▶ [Point placement records]
********

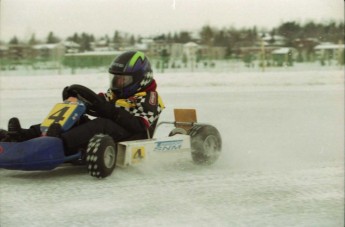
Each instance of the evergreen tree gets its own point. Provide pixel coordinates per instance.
(14, 41)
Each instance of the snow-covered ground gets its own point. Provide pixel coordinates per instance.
(282, 162)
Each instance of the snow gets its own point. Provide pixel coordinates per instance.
(282, 162)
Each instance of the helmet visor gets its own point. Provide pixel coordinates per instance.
(120, 81)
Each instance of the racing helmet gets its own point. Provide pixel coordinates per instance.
(130, 72)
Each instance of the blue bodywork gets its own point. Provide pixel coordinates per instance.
(42, 153)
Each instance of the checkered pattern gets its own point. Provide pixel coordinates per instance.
(139, 106)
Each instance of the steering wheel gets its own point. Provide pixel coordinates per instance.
(84, 94)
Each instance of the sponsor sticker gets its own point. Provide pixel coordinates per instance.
(138, 153)
(168, 145)
(153, 98)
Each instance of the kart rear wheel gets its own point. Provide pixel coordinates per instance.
(101, 156)
(206, 144)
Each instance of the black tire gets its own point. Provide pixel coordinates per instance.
(206, 144)
(178, 131)
(101, 156)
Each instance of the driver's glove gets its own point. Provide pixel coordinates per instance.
(66, 93)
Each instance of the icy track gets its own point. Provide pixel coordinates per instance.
(282, 162)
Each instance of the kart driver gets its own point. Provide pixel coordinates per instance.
(129, 110)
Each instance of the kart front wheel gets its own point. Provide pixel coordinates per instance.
(101, 156)
(206, 144)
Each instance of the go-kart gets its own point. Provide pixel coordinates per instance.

********

▶ [Prompt]
Restate each line of the records exactly; pictures do not belong in the copy.

▶ [Result of this task]
Each instance of the evergreen tree gets its own point. Provide pixel coordinates per instance.
(14, 41)
Each instance of the snow-covered ground gets its own point. Provide pixel coordinates per instance.
(282, 162)
Each instance of the snow gets its own point. Provide pixel coordinates per instance.
(282, 162)
Each instance of the helmet visor gets its own point. Provide pixel coordinates per instance.
(120, 81)
Each instance of the racing helmet gets its own point. Provide pixel coordinates per instance.
(130, 72)
Each instance of the blue bodywork gets its own point. Provide pixel coordinates per instance.
(42, 153)
Each instance of the checkered pattern gets its own point. Provide pixel coordinates per instance.
(139, 106)
Each instance of the steering wheel gets its own point. Provide pixel coordinates per instance.
(84, 94)
Each instance of the sponsor sticker gets its own point. Provide pixel coordinates per instance.
(138, 153)
(168, 145)
(153, 98)
Each instance of the kart rear wheel gets its own point. Provide pixel coordinates per instance.
(101, 156)
(206, 144)
Each instance of the black tire gets its own point. Provide pixel coordinates per instance.
(206, 144)
(178, 131)
(101, 156)
Each instance of the driver's glove gets its own point. Provide pixel coordinates per instance.
(66, 93)
Each instance of the icy track gets its own point. Provide pixel coordinates per instance.
(282, 162)
Each instance of the kart driver gets its own point. Provide pixel coordinates per instance.
(129, 110)
Each instance of the kart front wheel gets its own point. Provide pixel coordinates per instance.
(101, 156)
(206, 144)
Each instance of the go-kart gets its own point. Provide pixel coordinates per instance.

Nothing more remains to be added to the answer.